## [Список заданий]
1. Согласно фрагменту о научной фантастике в Китае, на каком языке сочинялась почти вся китайская литература?
2. Перепишите без изменений часть фрагмента о научной фантастике в Китае от слов «До поры китайцы» до слов «поступила с Западом.» включительно.

## [Фрагмент текста]
..........

С научной же фантастикой в Китае до поры всё было не то чтобы плохо, а попросту никак — таковой не было. Видимо, главный фактор тут — иное положение науки. Если свои Платоны в виде Лао-цзы или Чжуан-цзы в Китае имелись, то «быстрых разумом Невтонов» Поднебесная не родила. Ни в самой империи, ни в соседних странах, находившихся в ареале её влияния, прикладной науки в европейском понимании этих слов не было: дифференциальное исчисление, двигатель внутреннего сгорания и таблицу Менделеева придумали не здесь. В той же Японии, которая, в принципе, была не прочь перенять у европейцев научные знания, математические трактаты помещались в монастырских библиотеках в одном разделе с книгами по икебане и прочими непрактичными хобби. Соответственно, в этих странах не было приличной физики, химии, биологии — и научных выдумок тоже. Ну и фантастики — в нашем понимании этого слова — тоже не было.

До поры китайцы отлично обходились своей литературой, причём почти вся она сочинялась на классическом литературном языке «вэньянь», который отличается от разговорного языка «байхуа» сильнее, чем церковнославянский от русского. В конце XIX века, однако, в Поднебесной подули ветры перемен — и китайцы стали открывать для себя Запад. Происходило это чаще не напрямую, а при посредстве более восприимчивых к переменам японцев: в 1853 году «чёрные корабли» коммодора Перри добрым словом и писто- летом заставили самураев выйти из многовековой изоляции, и те решили в кратчайшие сроки сделаться одной из передовых держав мира. Когда-то Япония культурно обобрала Китай, заимствовав у великого соседа письменность, архитектуру, одежду, религию, социальные теории и многое другое. Теперь она точно так же поступила с Западом.

..........

## [Перечень строк]

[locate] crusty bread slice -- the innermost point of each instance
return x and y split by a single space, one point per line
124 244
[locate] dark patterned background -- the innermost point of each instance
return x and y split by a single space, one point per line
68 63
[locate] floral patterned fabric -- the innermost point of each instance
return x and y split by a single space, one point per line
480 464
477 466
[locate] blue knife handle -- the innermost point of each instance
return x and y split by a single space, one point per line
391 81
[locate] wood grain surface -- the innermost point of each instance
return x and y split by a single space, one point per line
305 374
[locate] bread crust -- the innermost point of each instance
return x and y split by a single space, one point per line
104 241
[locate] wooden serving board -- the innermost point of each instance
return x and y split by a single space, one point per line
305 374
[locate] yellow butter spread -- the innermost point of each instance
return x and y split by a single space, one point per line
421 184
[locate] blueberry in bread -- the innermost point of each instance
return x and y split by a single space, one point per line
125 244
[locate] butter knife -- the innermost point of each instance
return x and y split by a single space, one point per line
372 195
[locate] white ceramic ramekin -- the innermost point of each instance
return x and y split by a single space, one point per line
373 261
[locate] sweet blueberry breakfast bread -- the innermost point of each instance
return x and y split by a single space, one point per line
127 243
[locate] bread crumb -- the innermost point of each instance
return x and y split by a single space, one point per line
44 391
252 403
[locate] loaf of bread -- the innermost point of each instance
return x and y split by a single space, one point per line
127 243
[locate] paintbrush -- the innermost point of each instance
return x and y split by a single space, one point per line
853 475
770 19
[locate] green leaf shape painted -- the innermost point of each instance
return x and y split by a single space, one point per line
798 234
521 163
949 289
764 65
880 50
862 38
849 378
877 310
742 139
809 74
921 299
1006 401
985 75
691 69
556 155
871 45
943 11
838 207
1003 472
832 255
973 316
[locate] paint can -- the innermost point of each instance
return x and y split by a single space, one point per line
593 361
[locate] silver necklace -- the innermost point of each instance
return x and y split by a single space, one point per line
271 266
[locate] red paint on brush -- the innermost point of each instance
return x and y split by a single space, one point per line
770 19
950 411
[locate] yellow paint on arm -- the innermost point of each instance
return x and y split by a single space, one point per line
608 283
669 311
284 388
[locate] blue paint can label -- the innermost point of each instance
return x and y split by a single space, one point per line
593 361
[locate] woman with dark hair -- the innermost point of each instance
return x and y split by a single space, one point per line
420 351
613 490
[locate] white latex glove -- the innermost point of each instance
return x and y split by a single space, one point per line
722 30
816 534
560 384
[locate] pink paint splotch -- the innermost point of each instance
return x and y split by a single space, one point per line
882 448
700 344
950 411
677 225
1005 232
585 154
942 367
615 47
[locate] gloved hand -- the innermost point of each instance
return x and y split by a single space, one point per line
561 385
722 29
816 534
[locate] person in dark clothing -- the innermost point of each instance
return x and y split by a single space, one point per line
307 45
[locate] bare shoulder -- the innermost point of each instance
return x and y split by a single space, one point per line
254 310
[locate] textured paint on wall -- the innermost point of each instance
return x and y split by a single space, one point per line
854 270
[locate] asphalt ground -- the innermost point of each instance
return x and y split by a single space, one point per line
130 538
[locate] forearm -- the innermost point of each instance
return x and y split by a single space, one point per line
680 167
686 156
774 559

..........

## [Ответы к заданиям]
1. На классическом литературном языке «вэньянь».

2.
До поры китайцы отлично обходились своей литературой, причём почти вся она сочинялась на классическом литературном языке «вэньянь», который отличается от разговорного языка «байхуа» сильнее, чем церковнославянский от русского. В конце XIX века, однако, в Поднебесной подули ветры перемен — и китайцы стали открывать для себя Запад. Происходило это чаще не напрямую, а при посредстве более восприимчивых к переменам японцев: в 1853 году «чёрные корабли» коммодора Перри добрым словом и писто- летом заставили самураев выйти из многовековой изоляции, и те решили в кратчайшие сроки сделаться одной из передовых держав мира. Когда-то Япония культурно обобрала Китай, заимствовав у великого соседа письменность, архитектуру, одежду, религию, социальные теории и многое другое. Теперь она точно так же поступила с Западом.